(Dataset excerpts)
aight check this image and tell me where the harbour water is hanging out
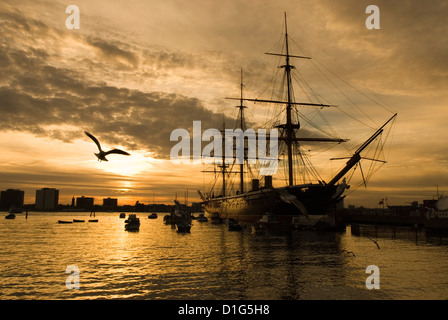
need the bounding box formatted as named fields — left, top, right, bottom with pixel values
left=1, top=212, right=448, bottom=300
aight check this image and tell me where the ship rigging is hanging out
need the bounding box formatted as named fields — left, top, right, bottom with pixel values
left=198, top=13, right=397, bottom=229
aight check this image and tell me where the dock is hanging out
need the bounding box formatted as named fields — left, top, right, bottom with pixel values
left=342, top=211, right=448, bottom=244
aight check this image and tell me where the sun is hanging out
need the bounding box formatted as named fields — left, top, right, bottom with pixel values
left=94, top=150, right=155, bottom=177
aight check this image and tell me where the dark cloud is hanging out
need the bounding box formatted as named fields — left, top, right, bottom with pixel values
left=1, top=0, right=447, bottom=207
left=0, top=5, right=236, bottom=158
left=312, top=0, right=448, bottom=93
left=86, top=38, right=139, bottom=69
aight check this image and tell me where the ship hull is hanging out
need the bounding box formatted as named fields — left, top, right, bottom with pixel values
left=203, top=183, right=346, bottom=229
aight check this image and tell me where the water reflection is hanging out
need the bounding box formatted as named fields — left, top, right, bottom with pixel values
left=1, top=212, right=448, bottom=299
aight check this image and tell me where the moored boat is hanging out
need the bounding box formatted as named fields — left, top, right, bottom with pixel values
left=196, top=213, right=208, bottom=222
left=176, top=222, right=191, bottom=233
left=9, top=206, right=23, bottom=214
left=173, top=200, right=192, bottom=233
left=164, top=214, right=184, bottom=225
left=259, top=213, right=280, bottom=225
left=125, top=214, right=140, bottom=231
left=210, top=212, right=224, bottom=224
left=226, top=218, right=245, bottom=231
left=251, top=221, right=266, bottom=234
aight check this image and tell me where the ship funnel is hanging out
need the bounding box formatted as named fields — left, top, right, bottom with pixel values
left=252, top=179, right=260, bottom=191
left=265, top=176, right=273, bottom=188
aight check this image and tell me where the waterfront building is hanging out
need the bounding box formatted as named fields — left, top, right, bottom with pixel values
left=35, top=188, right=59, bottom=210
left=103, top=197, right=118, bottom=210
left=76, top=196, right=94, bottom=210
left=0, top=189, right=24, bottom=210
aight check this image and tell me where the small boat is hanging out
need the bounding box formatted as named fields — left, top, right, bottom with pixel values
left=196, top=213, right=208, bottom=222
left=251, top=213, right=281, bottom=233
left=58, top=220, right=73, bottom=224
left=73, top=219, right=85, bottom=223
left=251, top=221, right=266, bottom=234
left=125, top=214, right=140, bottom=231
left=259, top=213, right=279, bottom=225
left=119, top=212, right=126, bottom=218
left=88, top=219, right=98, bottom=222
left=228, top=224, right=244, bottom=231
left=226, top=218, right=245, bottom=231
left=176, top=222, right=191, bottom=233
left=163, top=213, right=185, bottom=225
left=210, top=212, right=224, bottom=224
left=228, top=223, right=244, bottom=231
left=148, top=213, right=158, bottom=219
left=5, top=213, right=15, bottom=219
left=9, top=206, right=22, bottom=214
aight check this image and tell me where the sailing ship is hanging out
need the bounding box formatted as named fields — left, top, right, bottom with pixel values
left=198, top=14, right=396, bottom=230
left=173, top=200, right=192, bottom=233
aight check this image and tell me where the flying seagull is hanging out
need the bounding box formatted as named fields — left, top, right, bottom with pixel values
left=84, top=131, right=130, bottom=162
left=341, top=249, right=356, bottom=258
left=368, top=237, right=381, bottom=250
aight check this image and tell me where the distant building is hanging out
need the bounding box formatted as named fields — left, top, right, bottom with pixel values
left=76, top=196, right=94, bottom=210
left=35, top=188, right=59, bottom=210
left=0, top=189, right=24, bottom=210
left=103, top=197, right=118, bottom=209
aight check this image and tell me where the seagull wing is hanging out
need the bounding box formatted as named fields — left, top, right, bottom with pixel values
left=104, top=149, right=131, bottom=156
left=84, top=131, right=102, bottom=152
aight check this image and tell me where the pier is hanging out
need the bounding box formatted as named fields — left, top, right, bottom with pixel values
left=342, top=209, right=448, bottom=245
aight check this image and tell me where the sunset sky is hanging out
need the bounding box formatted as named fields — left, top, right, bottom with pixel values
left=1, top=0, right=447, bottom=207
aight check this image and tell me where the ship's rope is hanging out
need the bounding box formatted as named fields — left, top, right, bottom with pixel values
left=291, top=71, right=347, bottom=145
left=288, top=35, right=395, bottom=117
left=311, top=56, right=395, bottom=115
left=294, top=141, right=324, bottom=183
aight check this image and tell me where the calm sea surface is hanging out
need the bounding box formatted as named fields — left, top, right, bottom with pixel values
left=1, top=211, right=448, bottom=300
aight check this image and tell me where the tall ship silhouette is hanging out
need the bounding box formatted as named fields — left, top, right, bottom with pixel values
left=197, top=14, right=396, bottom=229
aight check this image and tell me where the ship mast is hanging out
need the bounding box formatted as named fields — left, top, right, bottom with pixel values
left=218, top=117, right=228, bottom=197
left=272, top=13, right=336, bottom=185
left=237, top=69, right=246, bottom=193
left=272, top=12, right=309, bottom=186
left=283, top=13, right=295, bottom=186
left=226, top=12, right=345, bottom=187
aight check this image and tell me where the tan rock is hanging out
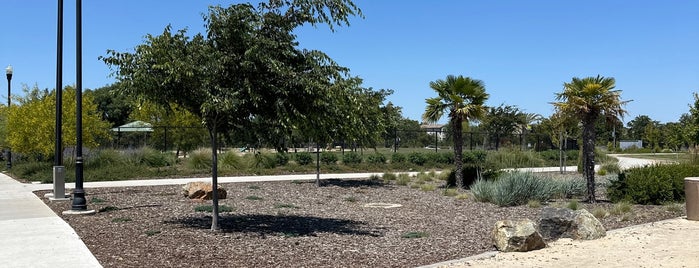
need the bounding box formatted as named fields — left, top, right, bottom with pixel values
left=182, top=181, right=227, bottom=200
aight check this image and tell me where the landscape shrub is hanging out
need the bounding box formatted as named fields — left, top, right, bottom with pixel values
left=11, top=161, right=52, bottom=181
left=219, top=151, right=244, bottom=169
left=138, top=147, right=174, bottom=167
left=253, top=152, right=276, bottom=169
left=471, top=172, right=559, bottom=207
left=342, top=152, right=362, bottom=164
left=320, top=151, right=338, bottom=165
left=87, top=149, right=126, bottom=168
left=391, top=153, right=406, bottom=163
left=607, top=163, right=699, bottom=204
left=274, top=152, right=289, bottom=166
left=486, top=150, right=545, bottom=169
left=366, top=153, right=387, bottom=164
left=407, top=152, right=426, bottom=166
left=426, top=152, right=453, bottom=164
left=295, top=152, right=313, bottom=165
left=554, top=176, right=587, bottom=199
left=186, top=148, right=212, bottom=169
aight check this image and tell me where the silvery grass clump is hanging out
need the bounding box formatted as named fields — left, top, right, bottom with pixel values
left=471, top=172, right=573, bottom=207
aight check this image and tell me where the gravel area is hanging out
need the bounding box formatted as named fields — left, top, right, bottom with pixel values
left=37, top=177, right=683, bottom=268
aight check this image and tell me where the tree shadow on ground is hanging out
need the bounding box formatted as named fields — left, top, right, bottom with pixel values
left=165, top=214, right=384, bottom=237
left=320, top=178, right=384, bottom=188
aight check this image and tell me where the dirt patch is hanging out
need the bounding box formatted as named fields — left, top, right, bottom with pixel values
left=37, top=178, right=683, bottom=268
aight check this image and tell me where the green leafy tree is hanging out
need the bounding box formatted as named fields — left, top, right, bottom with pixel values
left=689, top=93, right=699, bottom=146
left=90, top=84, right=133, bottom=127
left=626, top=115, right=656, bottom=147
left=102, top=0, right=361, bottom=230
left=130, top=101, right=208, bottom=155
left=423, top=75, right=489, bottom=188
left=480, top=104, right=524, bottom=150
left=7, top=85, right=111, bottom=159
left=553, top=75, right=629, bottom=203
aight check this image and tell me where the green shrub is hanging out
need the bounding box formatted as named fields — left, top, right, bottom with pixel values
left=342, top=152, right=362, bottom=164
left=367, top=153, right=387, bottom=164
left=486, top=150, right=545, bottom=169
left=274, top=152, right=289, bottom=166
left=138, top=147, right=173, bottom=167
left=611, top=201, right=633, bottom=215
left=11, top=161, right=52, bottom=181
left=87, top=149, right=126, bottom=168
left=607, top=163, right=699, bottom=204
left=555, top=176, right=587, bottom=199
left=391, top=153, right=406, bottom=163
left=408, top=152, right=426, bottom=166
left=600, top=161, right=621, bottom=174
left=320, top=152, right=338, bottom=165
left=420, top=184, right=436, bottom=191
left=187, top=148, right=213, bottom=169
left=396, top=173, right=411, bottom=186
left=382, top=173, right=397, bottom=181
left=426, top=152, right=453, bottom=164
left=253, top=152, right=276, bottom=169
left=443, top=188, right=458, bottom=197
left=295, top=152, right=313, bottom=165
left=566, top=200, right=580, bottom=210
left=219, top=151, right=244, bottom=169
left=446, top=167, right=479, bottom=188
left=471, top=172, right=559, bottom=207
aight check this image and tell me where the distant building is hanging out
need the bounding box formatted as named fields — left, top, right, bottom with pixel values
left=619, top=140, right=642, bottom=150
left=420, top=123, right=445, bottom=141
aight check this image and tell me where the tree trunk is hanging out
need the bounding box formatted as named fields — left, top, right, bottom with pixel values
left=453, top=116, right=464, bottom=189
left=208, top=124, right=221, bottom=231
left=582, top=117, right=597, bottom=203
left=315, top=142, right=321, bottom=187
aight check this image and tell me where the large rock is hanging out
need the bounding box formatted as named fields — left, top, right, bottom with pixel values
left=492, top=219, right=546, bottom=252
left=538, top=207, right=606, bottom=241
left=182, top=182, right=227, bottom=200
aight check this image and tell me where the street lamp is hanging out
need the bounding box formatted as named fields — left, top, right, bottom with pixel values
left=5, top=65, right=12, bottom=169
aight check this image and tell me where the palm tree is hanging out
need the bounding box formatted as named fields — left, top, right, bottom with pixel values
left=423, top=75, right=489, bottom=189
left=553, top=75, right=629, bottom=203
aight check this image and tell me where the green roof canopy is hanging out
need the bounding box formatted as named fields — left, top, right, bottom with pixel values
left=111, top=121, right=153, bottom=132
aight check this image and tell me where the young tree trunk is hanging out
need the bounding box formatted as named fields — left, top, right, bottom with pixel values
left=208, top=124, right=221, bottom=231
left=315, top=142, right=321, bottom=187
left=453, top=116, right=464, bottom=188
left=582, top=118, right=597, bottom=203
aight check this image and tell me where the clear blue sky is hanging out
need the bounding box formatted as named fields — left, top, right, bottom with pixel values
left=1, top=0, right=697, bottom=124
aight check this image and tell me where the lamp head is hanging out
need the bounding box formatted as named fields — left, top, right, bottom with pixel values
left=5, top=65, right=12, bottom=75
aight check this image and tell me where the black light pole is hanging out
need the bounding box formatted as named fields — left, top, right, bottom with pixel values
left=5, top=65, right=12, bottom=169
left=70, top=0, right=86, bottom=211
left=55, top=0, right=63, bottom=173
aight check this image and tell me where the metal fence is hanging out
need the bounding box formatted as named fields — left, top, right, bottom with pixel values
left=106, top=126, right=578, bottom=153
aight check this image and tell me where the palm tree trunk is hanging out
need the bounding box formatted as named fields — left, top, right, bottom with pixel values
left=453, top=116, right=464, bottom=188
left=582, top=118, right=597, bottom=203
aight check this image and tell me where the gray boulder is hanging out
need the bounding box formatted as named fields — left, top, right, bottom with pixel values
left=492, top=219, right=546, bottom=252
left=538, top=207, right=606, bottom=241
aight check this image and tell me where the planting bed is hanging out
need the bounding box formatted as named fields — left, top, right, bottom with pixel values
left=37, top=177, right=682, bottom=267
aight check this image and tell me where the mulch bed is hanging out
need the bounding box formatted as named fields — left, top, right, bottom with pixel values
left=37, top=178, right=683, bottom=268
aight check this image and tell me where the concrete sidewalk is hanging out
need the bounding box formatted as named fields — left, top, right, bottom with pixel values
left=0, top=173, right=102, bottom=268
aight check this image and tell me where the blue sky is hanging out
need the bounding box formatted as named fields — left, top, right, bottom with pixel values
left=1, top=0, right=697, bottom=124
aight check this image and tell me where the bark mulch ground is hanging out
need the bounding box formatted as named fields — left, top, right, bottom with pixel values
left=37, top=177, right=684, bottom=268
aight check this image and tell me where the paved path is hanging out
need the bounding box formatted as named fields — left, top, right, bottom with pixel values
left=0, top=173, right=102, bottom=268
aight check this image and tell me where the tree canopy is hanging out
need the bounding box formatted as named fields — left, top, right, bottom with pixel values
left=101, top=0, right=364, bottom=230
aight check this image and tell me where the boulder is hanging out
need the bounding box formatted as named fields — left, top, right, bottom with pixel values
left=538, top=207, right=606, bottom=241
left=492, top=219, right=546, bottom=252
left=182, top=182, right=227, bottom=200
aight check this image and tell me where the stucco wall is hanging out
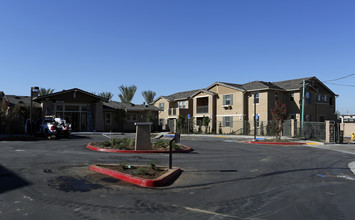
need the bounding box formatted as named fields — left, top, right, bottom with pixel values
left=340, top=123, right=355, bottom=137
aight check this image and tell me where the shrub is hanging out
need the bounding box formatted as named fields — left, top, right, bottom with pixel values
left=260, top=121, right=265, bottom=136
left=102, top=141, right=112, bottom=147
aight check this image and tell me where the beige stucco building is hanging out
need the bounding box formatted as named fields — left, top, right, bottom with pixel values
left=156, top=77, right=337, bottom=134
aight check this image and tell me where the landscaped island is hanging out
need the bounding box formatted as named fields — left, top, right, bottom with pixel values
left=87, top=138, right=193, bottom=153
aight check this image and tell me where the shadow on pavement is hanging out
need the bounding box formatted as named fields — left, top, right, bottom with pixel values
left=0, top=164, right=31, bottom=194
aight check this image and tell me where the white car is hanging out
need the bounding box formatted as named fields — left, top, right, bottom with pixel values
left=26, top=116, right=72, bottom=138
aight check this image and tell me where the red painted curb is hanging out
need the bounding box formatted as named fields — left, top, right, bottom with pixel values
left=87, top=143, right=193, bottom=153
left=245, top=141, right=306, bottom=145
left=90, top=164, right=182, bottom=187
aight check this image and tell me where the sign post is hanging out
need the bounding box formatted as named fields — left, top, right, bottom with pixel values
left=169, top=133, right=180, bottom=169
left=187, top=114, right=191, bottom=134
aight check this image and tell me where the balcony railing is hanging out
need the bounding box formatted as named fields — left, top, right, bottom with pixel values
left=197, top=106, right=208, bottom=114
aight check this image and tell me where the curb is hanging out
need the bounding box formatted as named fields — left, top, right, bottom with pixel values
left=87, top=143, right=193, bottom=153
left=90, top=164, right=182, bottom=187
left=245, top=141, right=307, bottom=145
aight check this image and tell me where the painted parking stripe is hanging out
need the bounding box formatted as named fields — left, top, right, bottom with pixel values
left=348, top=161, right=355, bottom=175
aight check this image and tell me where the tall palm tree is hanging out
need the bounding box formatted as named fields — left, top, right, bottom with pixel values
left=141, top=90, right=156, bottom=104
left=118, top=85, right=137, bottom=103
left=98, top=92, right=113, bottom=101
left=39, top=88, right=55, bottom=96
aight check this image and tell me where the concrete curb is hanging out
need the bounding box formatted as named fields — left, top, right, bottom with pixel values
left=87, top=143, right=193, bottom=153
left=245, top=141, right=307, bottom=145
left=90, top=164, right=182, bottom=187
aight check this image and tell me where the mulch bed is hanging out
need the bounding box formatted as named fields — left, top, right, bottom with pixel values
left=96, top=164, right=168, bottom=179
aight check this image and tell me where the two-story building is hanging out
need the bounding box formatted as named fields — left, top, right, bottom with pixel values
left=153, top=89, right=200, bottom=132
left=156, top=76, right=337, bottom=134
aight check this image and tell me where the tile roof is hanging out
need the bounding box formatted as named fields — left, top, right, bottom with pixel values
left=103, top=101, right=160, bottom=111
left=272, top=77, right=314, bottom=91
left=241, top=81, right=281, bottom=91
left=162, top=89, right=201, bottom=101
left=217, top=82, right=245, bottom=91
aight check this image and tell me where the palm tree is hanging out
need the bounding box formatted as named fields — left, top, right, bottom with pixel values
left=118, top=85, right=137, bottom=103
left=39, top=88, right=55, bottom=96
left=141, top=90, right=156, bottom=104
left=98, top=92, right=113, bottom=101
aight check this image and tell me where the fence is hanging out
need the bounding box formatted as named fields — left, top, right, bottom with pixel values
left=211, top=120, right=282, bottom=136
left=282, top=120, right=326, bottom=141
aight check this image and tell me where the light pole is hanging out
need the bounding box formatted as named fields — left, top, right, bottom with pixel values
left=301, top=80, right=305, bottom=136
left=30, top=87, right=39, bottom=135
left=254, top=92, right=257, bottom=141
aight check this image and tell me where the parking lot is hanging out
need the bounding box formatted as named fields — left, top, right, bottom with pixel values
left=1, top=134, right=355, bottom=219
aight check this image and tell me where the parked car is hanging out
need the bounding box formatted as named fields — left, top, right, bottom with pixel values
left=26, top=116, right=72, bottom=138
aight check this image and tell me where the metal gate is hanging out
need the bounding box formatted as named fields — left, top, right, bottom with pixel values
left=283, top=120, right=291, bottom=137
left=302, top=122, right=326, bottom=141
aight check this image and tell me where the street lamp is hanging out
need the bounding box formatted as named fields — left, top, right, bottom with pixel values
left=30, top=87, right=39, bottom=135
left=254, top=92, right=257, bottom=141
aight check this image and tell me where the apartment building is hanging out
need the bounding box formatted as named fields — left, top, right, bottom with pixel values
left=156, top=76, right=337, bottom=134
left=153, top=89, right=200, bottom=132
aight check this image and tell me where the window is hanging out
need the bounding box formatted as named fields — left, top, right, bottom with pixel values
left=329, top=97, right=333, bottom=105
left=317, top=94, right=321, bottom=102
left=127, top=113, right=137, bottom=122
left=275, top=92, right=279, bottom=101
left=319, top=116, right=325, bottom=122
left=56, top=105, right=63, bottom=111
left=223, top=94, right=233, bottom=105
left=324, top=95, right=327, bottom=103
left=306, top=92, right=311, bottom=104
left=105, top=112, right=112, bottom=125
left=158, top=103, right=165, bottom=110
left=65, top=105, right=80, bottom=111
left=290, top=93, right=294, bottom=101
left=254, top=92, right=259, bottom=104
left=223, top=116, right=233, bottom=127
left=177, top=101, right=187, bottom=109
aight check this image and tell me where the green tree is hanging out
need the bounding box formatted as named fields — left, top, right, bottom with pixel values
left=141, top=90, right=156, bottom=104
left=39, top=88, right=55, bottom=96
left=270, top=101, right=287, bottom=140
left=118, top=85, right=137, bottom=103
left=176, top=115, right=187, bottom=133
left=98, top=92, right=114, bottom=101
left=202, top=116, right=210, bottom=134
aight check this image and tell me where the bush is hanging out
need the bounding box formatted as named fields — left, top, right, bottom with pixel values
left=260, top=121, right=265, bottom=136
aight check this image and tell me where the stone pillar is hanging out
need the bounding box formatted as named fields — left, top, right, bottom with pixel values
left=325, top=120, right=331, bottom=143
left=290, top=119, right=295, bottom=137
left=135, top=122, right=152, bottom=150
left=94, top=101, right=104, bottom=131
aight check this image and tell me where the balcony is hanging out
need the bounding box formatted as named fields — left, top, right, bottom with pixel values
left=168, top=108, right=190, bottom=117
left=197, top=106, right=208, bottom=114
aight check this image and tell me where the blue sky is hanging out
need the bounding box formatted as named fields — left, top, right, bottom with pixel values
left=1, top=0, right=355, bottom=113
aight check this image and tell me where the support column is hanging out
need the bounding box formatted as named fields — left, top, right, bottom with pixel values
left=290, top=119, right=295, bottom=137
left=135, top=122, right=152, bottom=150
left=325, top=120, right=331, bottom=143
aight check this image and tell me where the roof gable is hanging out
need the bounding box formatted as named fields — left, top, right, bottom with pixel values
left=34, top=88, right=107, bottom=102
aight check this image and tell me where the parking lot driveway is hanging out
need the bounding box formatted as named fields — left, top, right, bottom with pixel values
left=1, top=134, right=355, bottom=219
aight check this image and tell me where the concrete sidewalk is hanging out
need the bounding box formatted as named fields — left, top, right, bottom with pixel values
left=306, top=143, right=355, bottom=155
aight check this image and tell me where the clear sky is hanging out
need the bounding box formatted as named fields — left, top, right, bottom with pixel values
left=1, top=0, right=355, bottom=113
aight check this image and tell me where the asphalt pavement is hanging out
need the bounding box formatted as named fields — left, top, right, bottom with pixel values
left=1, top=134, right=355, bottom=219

▶ Assigned task
Leave out all pictures and output each line exactly, from the top of the records through the line that holds "aight check this image and tell me where the dark".

▶ Response to the exercise
aight check this image and tell me where the harbour water is hanging out
need the bounding box formatted as named fields — left, top, right, bottom with pixel values
left=1, top=212, right=448, bottom=300
aight check this image and tell me where the ship rigging is hanging out
need the bounding box formatted as named fields — left, top, right, bottom with pixel values
left=198, top=13, right=397, bottom=229
aight check this image and tell me where the dock is hanging out
need the bounding box formatted as named fields — left, top, right, bottom with pixel values
left=342, top=211, right=448, bottom=244
aight check this image and tell me where the sun is hanging out
need the bounding box formatted as named fields — left, top, right, bottom with pixel values
left=94, top=150, right=155, bottom=177
aight check this image and tell me where the dark cloud is hanging out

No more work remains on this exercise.